_Task_.
The entries below are to be written out again without alteration.

_Input_.

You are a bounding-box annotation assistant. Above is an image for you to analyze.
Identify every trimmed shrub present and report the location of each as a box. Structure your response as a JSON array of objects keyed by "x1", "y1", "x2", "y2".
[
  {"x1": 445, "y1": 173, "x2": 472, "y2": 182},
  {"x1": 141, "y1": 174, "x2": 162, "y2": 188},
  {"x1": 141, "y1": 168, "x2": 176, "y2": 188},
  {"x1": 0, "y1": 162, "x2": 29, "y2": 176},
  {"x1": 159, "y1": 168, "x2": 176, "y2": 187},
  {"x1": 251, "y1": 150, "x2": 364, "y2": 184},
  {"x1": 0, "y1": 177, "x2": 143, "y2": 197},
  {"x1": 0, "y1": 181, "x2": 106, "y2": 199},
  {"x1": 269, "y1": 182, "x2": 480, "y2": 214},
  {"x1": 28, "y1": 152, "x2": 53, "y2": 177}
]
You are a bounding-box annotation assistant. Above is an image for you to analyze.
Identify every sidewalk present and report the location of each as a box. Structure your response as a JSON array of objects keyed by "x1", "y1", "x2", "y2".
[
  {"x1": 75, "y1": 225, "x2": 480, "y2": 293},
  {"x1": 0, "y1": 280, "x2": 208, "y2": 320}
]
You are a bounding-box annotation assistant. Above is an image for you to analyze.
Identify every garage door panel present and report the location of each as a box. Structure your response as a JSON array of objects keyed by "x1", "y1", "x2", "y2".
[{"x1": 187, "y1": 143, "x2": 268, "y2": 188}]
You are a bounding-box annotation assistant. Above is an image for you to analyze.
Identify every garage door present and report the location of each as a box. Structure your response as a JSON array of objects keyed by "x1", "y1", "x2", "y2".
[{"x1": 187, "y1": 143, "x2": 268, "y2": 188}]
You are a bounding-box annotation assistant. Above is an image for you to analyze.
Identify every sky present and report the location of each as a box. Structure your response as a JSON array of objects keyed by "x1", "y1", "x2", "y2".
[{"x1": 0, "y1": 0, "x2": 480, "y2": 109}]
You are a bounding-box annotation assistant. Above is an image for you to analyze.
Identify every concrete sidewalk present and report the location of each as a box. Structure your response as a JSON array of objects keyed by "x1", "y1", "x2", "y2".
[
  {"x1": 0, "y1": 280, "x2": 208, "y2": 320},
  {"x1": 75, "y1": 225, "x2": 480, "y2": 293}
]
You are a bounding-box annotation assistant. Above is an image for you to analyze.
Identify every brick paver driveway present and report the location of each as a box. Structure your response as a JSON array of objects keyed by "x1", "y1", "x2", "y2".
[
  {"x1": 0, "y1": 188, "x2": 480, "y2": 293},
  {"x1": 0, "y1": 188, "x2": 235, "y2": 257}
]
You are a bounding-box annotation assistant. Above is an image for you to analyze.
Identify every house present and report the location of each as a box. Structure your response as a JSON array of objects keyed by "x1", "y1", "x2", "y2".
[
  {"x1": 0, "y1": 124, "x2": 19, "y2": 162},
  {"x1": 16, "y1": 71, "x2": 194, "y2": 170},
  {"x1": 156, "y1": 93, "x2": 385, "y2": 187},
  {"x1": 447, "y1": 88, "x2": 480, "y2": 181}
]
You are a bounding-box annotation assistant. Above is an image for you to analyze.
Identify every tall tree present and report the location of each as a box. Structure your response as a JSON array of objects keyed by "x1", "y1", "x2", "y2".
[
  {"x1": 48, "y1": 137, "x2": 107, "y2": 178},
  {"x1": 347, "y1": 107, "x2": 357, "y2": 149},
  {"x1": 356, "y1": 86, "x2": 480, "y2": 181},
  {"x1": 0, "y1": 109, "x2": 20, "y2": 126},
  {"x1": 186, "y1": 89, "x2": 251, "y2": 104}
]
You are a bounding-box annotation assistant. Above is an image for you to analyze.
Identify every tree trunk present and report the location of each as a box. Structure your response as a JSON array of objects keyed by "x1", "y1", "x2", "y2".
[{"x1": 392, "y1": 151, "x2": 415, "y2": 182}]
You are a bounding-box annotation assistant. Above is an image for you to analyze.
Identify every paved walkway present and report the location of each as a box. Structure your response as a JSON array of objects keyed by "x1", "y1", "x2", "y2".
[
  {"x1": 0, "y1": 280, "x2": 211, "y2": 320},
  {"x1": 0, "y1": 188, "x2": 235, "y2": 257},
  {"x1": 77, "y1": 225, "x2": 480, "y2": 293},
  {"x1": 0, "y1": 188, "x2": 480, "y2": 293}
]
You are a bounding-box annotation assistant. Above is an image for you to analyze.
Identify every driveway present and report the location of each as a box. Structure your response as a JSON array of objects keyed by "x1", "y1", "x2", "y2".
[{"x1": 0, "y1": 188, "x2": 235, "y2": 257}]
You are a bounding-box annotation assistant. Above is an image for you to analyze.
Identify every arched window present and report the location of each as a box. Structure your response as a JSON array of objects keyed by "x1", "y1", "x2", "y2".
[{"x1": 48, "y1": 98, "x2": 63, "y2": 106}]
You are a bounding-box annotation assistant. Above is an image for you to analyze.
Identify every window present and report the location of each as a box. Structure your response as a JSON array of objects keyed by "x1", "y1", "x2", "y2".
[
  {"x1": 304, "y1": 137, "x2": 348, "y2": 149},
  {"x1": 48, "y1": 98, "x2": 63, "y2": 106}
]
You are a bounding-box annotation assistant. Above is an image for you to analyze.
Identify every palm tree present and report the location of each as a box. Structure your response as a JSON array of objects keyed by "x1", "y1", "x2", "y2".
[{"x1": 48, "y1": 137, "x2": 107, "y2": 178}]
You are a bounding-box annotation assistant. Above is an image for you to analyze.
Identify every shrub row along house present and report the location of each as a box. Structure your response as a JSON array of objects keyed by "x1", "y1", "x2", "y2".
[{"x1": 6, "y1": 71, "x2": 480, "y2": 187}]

_Exercise solution_.
You are a bounding-box annotation assistant. Above is an image for you to analyze.
Identify every trimmed shrub present and report the location of each as a box. Structure your response as a JSON array of objects keyed by "x1", "y1", "x2", "y2".
[
  {"x1": 445, "y1": 173, "x2": 472, "y2": 182},
  {"x1": 141, "y1": 174, "x2": 162, "y2": 188},
  {"x1": 141, "y1": 168, "x2": 176, "y2": 188},
  {"x1": 0, "y1": 162, "x2": 29, "y2": 176},
  {"x1": 159, "y1": 168, "x2": 176, "y2": 187},
  {"x1": 251, "y1": 150, "x2": 364, "y2": 184},
  {"x1": 0, "y1": 177, "x2": 143, "y2": 197},
  {"x1": 0, "y1": 181, "x2": 106, "y2": 199},
  {"x1": 269, "y1": 182, "x2": 480, "y2": 214},
  {"x1": 28, "y1": 152, "x2": 53, "y2": 177}
]
You are a bounding-box annotation assistant. Above is an image for you to analyze.
Identify every sidewalk present and report the location of each as a box. Structure your response as a JSON array of objects keyed by "x1", "y1", "x2", "y2".
[
  {"x1": 75, "y1": 225, "x2": 480, "y2": 293},
  {"x1": 0, "y1": 280, "x2": 208, "y2": 320}
]
You are a bounding-box annotation assistant. Above is an image for you to analyze.
Identify every garage door panel present and report the location of each as a box. Structure your response as a JSON array of objects keyed by "x1", "y1", "x2", "y2".
[{"x1": 187, "y1": 143, "x2": 268, "y2": 188}]
You are a bounding-box annotation assistant. Above is an image for you to analyze.
Identify every garage door present and report the location of each as a box. Structure your response as a JSON array of objects keyed by "x1", "y1", "x2", "y2".
[{"x1": 187, "y1": 143, "x2": 268, "y2": 188}]
You are a bounding-box annotation assistant. Above is an image for you to analyze.
Identify every sky present and report the location of each as a box. Structure your response as a JSON array of objects keyed by "x1", "y1", "x2", "y2".
[{"x1": 0, "y1": 0, "x2": 480, "y2": 109}]
You are a bounding-box annotation assistant. Above is an image for you to analyze.
Identify every concrete sidewalk present and report the location of each as a box. Structure your response as a JSON array of objects keyed by "x1", "y1", "x2", "y2".
[
  {"x1": 0, "y1": 280, "x2": 208, "y2": 320},
  {"x1": 75, "y1": 225, "x2": 480, "y2": 293}
]
You are a bounding-box annotation assistant. Above is an image for you to analyze.
Identify every brick paver driveway present and report the location of each as a box. Structure your response as a JSON array of objects keyed by "x1", "y1", "x2", "y2".
[
  {"x1": 0, "y1": 188, "x2": 480, "y2": 293},
  {"x1": 0, "y1": 188, "x2": 235, "y2": 257}
]
You are a bounding-box annotation assistant. Above is an image for you to analyze.
Identify every house present and report the location of each as a box. Structure your response as a JSON array of objects keyed by "x1", "y1", "x2", "y2".
[
  {"x1": 0, "y1": 124, "x2": 19, "y2": 162},
  {"x1": 16, "y1": 71, "x2": 194, "y2": 170},
  {"x1": 156, "y1": 93, "x2": 385, "y2": 187},
  {"x1": 447, "y1": 88, "x2": 480, "y2": 181}
]
You are a bounding-box annotation assistant. Above is an image for you to analyze.
Identify every tall tree present and report the location of each as a box. Structure your response as a JSON array of objects keyed by "x1", "y1", "x2", "y2".
[
  {"x1": 48, "y1": 137, "x2": 107, "y2": 178},
  {"x1": 347, "y1": 107, "x2": 357, "y2": 149},
  {"x1": 356, "y1": 86, "x2": 480, "y2": 181},
  {"x1": 0, "y1": 109, "x2": 20, "y2": 126},
  {"x1": 186, "y1": 89, "x2": 251, "y2": 104}
]
You are a bounding-box annotation assistant. Above is an image for you to analyze.
Identify every tree trunk present and report the location of each as a box. Structure your response as a JSON array of objects keyed by "x1", "y1", "x2", "y2".
[{"x1": 392, "y1": 151, "x2": 415, "y2": 182}]
You are a bounding-box annotation assistant. Above is an image for you to analyze.
Identify every paved walkway present and report the location of each as a box. Structure your response as a JSON array of objects keyed by "x1", "y1", "x2", "y2".
[
  {"x1": 0, "y1": 280, "x2": 211, "y2": 320},
  {"x1": 0, "y1": 188, "x2": 235, "y2": 257},
  {"x1": 77, "y1": 225, "x2": 480, "y2": 293},
  {"x1": 0, "y1": 188, "x2": 480, "y2": 293}
]
You are a bounding-box annotation assistant. Above is an image for you to analyze.
Identify every driveway present and report the location of each as a box. Structure your response as a JSON array of objects keyed by "x1", "y1", "x2", "y2".
[{"x1": 0, "y1": 188, "x2": 235, "y2": 257}]
You are a bounding-box annotation assistant. Above is an image for you to analyze.
Identify every arched window present and report the location of each as a box. Structure your response as a JSON array of objects keyed by "x1", "y1", "x2", "y2".
[{"x1": 48, "y1": 98, "x2": 63, "y2": 106}]
You are a bounding-box annotation assistant. Above is an image for you to analyze.
Identify every window present and report the location of each as a box. Structure your response as a JSON array of objects keyed by "x1", "y1", "x2", "y2".
[
  {"x1": 304, "y1": 137, "x2": 348, "y2": 149},
  {"x1": 48, "y1": 98, "x2": 63, "y2": 106}
]
You are a bounding-box annotation assistant. Above is an image for you to analyze.
Identify every palm tree present and report the location of each as a box. Structure your response as a JSON array of objects keyed by "x1", "y1", "x2", "y2".
[{"x1": 48, "y1": 137, "x2": 107, "y2": 178}]
You are a bounding-box annotation assistant. Above is an image for you to analyze.
Identify every shrub row along house present and report the location of each as a box. Structure your response as a JSON array of objects keyed by "x1", "y1", "x2", "y2".
[{"x1": 6, "y1": 71, "x2": 480, "y2": 187}]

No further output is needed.